#### WHAT YOU SHOULD DO
Every line of the records must be repeated exactly; pictures stay out.

#### RECORDS FOR THE TASK
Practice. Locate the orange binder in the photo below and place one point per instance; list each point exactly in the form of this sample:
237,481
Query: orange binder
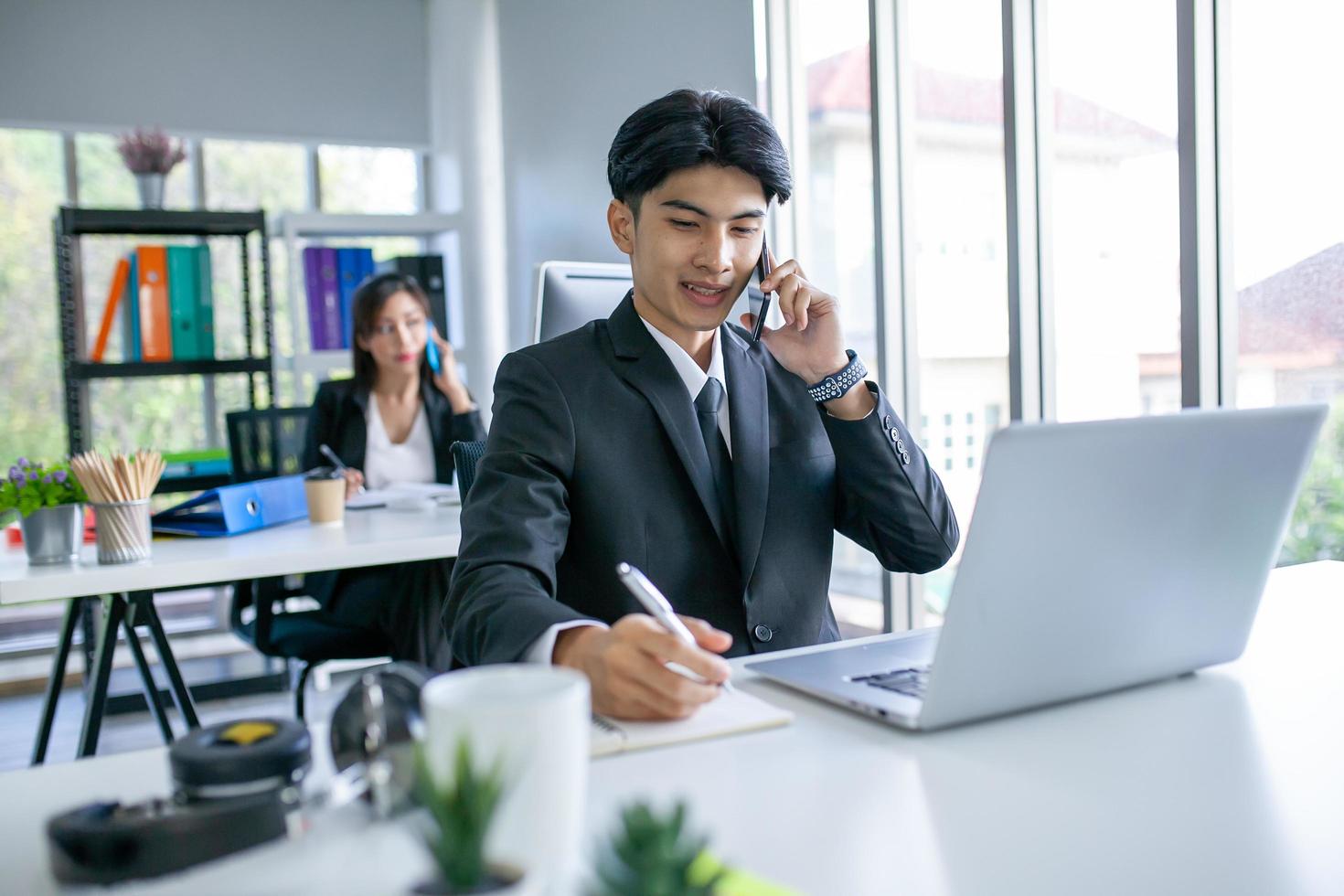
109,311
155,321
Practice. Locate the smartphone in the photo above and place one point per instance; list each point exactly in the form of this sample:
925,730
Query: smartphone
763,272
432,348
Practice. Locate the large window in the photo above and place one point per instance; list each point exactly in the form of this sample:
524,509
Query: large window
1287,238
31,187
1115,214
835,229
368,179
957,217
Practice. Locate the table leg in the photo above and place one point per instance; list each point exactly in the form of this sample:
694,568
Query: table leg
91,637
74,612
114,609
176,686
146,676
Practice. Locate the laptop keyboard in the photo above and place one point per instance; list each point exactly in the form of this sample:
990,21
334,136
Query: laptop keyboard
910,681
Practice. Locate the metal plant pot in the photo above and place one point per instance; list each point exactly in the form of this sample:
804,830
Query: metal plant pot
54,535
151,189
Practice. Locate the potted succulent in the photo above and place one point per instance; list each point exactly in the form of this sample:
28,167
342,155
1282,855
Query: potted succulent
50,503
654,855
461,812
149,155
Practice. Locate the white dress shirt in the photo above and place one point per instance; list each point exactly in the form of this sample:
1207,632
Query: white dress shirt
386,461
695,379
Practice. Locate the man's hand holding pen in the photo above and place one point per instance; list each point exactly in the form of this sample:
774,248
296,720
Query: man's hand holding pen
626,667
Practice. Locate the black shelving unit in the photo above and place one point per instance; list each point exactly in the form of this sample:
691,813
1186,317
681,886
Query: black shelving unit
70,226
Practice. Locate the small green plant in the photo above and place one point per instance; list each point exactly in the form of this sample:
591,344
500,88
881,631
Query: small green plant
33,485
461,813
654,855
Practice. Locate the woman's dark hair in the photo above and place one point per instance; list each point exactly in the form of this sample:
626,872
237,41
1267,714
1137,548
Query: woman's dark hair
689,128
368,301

#### SOLUTION TO THE PROBLEM
Practice. Locate the orange binder in the photo below and place one point per instance; list each point exactly in the form of this sample:
237,481
Query: orange binder
109,311
155,321
Practice. Locate the smartphone in the photo above and place one point per instance; list each point exactly in the form of this sample:
925,730
Query: smartphone
763,272
432,348
Practice. Locate the large window in the photo above and place one point per instance; list each point exactly in the form of this sample:
524,509
Query: large window
1287,238
31,187
1115,214
835,229
368,179
957,217
Practice. Locate the table leg in the photo above and place one point per instance; list each point exactly in the form of this sample:
694,568
Query: table leg
91,637
74,612
114,609
176,686
146,676
Practice. Locate the laptop keyboard in the photo above and place one point per instance; list each point exactly in the form of this sample:
990,21
334,136
Query: laptop keyboard
910,681
Practice. Locate the metal plant pot in the photo above and place one point per instance; list each point exactly in the form of this sample:
804,830
Query: metal plant pot
54,535
151,189
Practice. Locate the potted succulent in the photo above and place one point per instance; list each point exactly in the form of this sample:
28,167
342,155
1282,855
Query: potted succulent
50,503
654,855
461,812
149,155
Practice. Locate the white dress shirt in the photo above and place one point per instance; list each point exactly in the form of this sample:
1207,632
Query: white dress shirt
386,461
695,379
Practice. Locate the man's hand holding pen in the photo above and place one point per instance; list each point exactly in the form of this sample:
774,248
296,720
Query: man's hand holding pen
626,667
Practice. Locate the black shelving unit in the photo above and place one point per instance; list each point exactly in the form of this sample:
691,813
1186,317
681,886
Query: black shelving unit
70,226
Practice. Locate the small green plant in the photo above and place one point per instance; list each point exactly in the form of this sample:
591,344
500,88
881,631
Query: small green plant
33,485
461,813
654,855
Practice. Locate the woman's dark hair in the photo above and place one point per instance; list each point exactly in the form of this sample:
626,872
237,41
1267,714
1137,548
Query: woman's dark hair
689,128
368,301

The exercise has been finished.